[start]
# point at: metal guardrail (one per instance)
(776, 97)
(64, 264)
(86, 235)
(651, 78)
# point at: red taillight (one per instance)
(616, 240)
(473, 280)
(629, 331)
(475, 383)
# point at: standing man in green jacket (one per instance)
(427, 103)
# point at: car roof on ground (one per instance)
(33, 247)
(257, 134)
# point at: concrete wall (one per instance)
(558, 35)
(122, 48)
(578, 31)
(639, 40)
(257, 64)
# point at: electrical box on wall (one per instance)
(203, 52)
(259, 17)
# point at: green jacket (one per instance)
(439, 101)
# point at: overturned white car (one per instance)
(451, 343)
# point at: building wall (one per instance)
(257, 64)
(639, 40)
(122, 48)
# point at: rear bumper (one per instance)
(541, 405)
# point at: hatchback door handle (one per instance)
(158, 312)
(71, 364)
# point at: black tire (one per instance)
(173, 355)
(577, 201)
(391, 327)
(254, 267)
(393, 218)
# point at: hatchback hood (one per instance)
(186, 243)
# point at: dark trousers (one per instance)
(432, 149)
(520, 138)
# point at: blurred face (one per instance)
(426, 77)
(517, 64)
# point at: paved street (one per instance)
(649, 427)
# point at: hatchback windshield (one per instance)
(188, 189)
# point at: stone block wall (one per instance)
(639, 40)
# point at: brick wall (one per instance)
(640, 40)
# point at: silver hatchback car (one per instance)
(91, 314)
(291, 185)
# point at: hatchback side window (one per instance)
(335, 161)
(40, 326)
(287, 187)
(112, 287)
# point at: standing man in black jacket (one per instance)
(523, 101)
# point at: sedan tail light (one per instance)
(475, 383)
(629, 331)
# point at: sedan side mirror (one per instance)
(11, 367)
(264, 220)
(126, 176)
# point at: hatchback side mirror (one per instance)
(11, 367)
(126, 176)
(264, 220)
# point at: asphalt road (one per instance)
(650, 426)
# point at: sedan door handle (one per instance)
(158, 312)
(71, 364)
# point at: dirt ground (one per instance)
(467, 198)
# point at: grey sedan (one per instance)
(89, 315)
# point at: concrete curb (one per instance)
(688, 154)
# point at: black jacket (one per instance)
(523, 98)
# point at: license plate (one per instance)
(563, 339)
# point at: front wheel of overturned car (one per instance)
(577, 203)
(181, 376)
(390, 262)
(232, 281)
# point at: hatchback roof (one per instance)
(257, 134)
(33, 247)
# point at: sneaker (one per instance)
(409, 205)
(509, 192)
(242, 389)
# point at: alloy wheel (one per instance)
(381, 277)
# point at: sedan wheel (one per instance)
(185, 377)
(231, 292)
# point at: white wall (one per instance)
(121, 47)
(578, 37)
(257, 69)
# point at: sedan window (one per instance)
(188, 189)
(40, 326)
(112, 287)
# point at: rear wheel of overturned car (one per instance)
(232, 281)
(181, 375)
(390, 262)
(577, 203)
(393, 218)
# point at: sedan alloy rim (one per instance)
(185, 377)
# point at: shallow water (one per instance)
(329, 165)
[end]
◆ WORK TO BE COMPLETED ◆
Your task is to write out the lines from the one with "# point at: asphalt road (one per instance)" through the end of the records, exactly and with nothing added.

◆ WRITTEN REPLY ◆
# point at: asphalt road (one per instance)
(650, 426)
# point at: sedan door handle (one per instance)
(158, 312)
(71, 364)
# point at: dirt ground (one per instance)
(467, 198)
# point at: grey sedan (one per instance)
(89, 315)
# point at: concrete curb (one per instance)
(688, 154)
# point at: black jacket (one per instance)
(523, 98)
# point at: license plate (one per instance)
(563, 339)
# point at: front wheel of overturned car (one per instance)
(577, 203)
(181, 376)
(390, 262)
(232, 281)
# point at: hatchback roof (one per instance)
(257, 134)
(33, 247)
# point at: sneaker (one per instance)
(409, 205)
(509, 192)
(242, 389)
# point at: alloy wheel (one per instance)
(381, 277)
# point at: sedan wheel (one per instance)
(185, 377)
(231, 292)
# point at: white wall (one per instance)
(121, 47)
(578, 37)
(257, 69)
# point at: sedan window (one per instance)
(188, 189)
(40, 326)
(112, 287)
# point at: rear wheel of overturned car (one per instance)
(232, 281)
(181, 375)
(390, 262)
(577, 203)
(393, 218)
# point at: sedan alloy rim (one per instance)
(185, 377)
# point at: shallow water (one per instance)
(329, 165)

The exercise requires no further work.